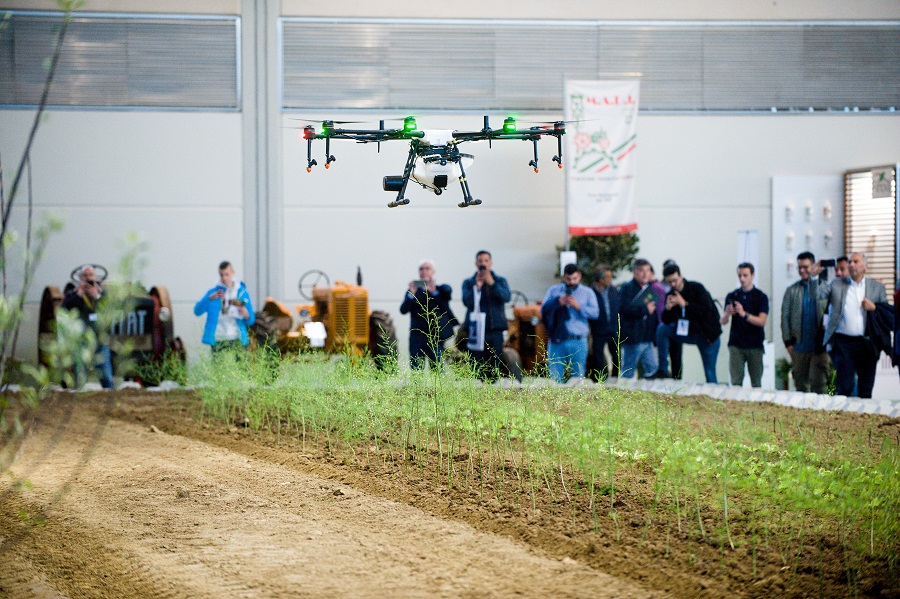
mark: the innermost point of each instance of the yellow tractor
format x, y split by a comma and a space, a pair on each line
338, 320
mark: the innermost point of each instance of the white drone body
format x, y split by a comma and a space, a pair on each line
424, 172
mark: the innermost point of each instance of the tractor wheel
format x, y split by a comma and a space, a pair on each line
382, 340
512, 363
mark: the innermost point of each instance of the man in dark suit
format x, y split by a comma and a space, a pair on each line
484, 295
855, 358
604, 328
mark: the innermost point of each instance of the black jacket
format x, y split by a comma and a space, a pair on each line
701, 311
493, 299
879, 325
554, 316
603, 328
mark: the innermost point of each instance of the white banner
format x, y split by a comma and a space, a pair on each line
601, 138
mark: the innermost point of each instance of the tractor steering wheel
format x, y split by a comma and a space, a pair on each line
309, 281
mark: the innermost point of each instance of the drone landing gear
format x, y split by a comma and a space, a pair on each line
407, 171
468, 200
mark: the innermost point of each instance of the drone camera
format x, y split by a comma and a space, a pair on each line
392, 183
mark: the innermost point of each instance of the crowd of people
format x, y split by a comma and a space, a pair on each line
643, 325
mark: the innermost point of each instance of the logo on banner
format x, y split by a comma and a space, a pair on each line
596, 151
601, 145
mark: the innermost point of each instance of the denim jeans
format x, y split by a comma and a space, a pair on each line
571, 352
643, 353
709, 352
102, 363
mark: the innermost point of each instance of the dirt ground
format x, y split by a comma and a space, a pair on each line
130, 494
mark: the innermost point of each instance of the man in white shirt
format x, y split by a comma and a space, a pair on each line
855, 358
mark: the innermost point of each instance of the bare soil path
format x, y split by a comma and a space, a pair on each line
110, 498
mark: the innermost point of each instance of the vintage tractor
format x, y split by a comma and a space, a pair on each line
145, 331
527, 334
338, 320
525, 350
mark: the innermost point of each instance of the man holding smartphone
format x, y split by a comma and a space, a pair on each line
228, 310
749, 307
565, 311
484, 295
431, 319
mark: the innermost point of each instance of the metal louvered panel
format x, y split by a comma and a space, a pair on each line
675, 52
522, 65
870, 223
429, 61
123, 61
759, 67
521, 74
348, 68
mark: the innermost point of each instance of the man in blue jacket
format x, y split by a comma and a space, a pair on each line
604, 328
228, 310
484, 296
565, 311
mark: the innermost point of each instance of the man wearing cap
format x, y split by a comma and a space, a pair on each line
855, 357
690, 317
86, 299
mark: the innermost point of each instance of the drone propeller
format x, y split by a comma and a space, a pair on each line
320, 121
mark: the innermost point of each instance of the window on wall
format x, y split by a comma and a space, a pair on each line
122, 61
870, 220
522, 65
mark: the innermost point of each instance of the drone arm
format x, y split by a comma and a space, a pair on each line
464, 184
558, 158
309, 159
407, 171
328, 157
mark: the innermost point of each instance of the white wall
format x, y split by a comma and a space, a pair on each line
177, 177
701, 179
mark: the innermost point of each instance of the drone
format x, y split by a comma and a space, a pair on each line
434, 159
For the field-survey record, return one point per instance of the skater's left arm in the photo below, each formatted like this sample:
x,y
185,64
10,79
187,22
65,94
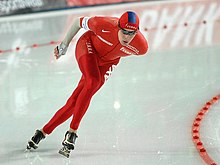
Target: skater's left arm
x,y
62,48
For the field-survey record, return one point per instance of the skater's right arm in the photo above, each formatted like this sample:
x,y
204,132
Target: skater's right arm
x,y
62,48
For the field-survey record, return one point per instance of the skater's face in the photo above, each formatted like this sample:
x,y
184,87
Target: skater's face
x,y
125,36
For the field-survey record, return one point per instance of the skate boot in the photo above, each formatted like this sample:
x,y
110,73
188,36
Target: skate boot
x,y
68,144
34,141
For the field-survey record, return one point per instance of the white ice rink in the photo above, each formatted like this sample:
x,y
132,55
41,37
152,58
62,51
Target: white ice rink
x,y
142,116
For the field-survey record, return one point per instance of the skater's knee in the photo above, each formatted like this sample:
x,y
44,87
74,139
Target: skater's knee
x,y
93,83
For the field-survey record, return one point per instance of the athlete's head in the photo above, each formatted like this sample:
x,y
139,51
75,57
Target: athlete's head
x,y
129,25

______________________________

_Exercise:_ The whole listing must be transcribed exactly. No pictures belong in the copy.

_Reply to the exercise:_
mark: the innermost point of each instance of the yellow tractor
format x, y split by a comma and a space, a pair on each line
338, 320
mark: the innermost point of each instance of the white drone body
format x, y split by a comma and a space, a pair on each line
424, 172
mark: the innermost point of each instance of the tractor wheel
format x, y split by a comma and a space, a pair on each line
382, 340
512, 363
mark: the innermost point of each instance of the man in dark suit
format x, y split by a comma and a space, a pair on each line
484, 295
855, 358
604, 328
mark: the innermost point of each instance of the black jacket
format x, y split by a comma and a space, a pair on each line
701, 311
493, 299
879, 325
554, 316
603, 328
mark: the innermost point of each instance of the white banner
format x, y split by a comma and a space, a pair on each line
601, 138
mark: the innermost point of each instance of the tractor steering wheel
format x, y split by a comma and a space, a pair on each line
309, 281
mark: the innermost point of each instance of the drone landing gear
format x, y split by a comma and a space, a pair on each line
407, 171
468, 200
mark: the innermost point of each instance of the drone camera
format x, y split by a comma and a space, a pair on each line
392, 183
mark: the innermost point of each instance of the crowd of people
format x, y split by a comma and a space, a pair on each line
643, 325
mark: the innermost point of each instance of the logo on banner
format x, y split by a comma and a space, a pair on each line
596, 151
601, 145
mark: the innermost point of each instance of the denim jeans
format x, y split by a comma and a space, a pair on each line
571, 352
643, 353
709, 352
102, 363
mark: the innermost point of each instance of the dirt ground
format x, y split by a comma and a space, a pair on each line
130, 494
mark: the innermost point of each instance of the man in white shirt
format x, y split by a comma and a space, a pair on each line
855, 358
mark: the innermost point of each instance of the bare soil path
format x, y split by a comma and a space, a pair on each line
110, 498
mark: the innermost point of each instance of the vintage tractor
format x, y split by a comma and a space, a pair on each line
145, 331
527, 334
338, 320
525, 350
mark: the innermost point of each instance of the man holding smartphone
format x, y split by a comma and a space, a pair on each line
228, 310
749, 307
565, 311
484, 295
431, 319
mark: the innermost point of each instance of the metal louvered panel
format x, y split by a comma and a space, a pair on each line
675, 52
522, 65
870, 223
429, 61
123, 61
759, 67
521, 74
348, 68
mark: the innermost point of each instance of the man in blue jacket
format x, y split by a comma and a space, a pair on each line
604, 328
228, 310
484, 296
565, 311
mark: the innermost point of each instance of the man wearing cap
format x, y split by a comma and a space, a pair on each line
855, 357
690, 317
86, 299
mark: the innermost point of each instance of the drone propeller
format x, y split by a comma and a space, a pair on each line
320, 121
mark: the innermost point of each instance of the window on wall
format x, y split by a comma and a space, a pair on each line
122, 61
870, 220
522, 65
mark: the innermost point of each instance of the drone arm
format x, y split by a comma and a space, a pair on each line
464, 184
558, 158
309, 159
407, 171
328, 157
mark: the innermost point of each instance of the white wall
format x, y split by a comma and a space, a pair on each line
177, 177
701, 179
mark: the innermost point of each instance of the drone
format x, y split by a comma and a space, a pair on each line
434, 159
For the field-survey record, return one point per instance of the skater's left arm in the photo below, each formatted like this sample:
x,y
185,64
10,79
187,22
65,94
Target: skater's left arm
x,y
62,48
For the field-survey record, return one point per instance of the skater's right arm in the photo above, each formatted like this sample:
x,y
204,132
Target: skater's right arm
x,y
62,48
For the field-survey record, return one point per instance of the skater's face in the photo above, each formatted like this sample:
x,y
184,87
Target: skater's face
x,y
125,36
For the field-survey record, return one point per instance of the skate boot in the photo above, each formatted like this sample:
x,y
110,73
188,36
Target: skate boot
x,y
68,144
34,141
For the field-survey record, return one point per instance of the white ice rink in the photo above, each formatted like this sample:
x,y
132,55
41,37
152,58
62,51
Target: white ice rink
x,y
142,116
For the field-survey record, return one point per instance of the skater's knee in the photo above, each formatted like this sample:
x,y
44,87
74,139
Target: skater's knee
x,y
93,83
For the field-survey record, return one point per instance of the athlete's head in the photo above, each formatted like this sample:
x,y
139,51
75,57
Target: athlete's head
x,y
129,25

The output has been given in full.